-------- Texto mostrado --------

Carrera veloz hacia el cementerio

Por: Hermano Pablo | Reverendo

El chofer encendió el motor y emprendió la marcha. Los ocho cilindros del automóvil comenzaron a funcionar en perfecta armonía. La aguja del velocímetro fue subiendo: cien kilómetros por hora, ciento veinte, ciento cuarenta, ciento ochenta, ciento ochenta y cinco. Los policías le abrían paso y el vehículo casi se despegaba del suelo.

El veloz conductor era Tom Wilks, de Geraldston, Australia, dueño de una funeraria, y en el carro mortuorio transportaba el cadáver de George Ivor, un excéntrico anciano que había llegado a cumplir setenta y nueve años. Éste había pedido, como último deseo antes de morir, que lo llevaran al cementerio a la velocidad de un auto de carreras.

El anciano, propietario de una granja en Australia, había sido un enamorado de la velocidad. Los autos y las motocicletas de carrera fueron su pasión durante toda su vida. Por alguna razón nunca pudo realizar su sueño de correr como el viento y superar la marca de los 180 kilómetros por hora. Por eso, antes de morir, les rogó a sus hijos, y convino con la funeraria, que lo condujeran al cementerio a esa gran velocidad.

-------- Datos extraídos --------

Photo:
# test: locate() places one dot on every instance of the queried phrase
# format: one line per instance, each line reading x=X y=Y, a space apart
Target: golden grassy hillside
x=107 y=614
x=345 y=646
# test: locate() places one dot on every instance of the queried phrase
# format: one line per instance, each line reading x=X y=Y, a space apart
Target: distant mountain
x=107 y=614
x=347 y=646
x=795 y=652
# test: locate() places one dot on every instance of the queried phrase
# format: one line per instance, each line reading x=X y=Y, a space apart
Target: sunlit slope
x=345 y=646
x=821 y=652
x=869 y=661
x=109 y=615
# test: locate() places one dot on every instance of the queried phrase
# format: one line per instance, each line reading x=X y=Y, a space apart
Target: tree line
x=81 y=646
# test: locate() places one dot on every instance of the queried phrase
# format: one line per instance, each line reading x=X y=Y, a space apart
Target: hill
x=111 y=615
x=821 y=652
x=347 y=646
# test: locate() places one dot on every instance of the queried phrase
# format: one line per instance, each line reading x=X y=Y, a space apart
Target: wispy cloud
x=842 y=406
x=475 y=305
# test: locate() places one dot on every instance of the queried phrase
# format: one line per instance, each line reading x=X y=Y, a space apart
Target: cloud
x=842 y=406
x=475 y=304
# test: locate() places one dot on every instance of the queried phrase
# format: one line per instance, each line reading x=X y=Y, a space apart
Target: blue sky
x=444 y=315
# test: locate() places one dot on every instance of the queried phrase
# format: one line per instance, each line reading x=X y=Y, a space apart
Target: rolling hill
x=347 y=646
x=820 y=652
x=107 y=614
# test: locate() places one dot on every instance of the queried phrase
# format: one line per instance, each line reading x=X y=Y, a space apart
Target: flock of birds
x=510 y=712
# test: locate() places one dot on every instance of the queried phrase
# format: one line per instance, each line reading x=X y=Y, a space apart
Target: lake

--------

> [Descripción del ejercicio]
Copia completo, sin ningún cambio, el texto sobre la carrera veloz hacia el cementerio.

> [Resultado]
Carrera veloz hacia el cementerio

Por: Hermano Pablo | Reverendo

El chofer encendió el motor y emprendió la marcha. Los ocho cilindros del automóvil comenzaron a funcionar en perfecta armonía. La aguja del velocímetro fue subiendo: cien kilómetros por hora, ciento veinte, ciento cuarenta, ciento ochenta, ciento ochenta y cinco. Los policías le abrían paso y el vehículo casi se despegaba del suelo.

El veloz conductor era Tom Wilks, de Geraldston, Australia, dueño de una funeraria, y en el carro mortuorio transportaba el cadáver de George Ivor, un excéntrico anciano que había llegado a cumplir setenta y nueve años. Éste había pedido, como último deseo antes de morir, que lo llevaran al cementerio a la velocidad de un auto de carreras.

El anciano, propietario de una granja en Australia, había sido un enamorado de la velocidad. Los autos y las motocicletas de carrera fueron su pasión durante toda su vida. Por alguna razón nunca pudo realizar su sueño de correr como el viento y superar la marca de los 180 kilómetros por hora. Por eso, antes de morir, les rogó a sus hijos, y convino con la funeraria, que lo condujeran al cementerio a esa gran velocidad.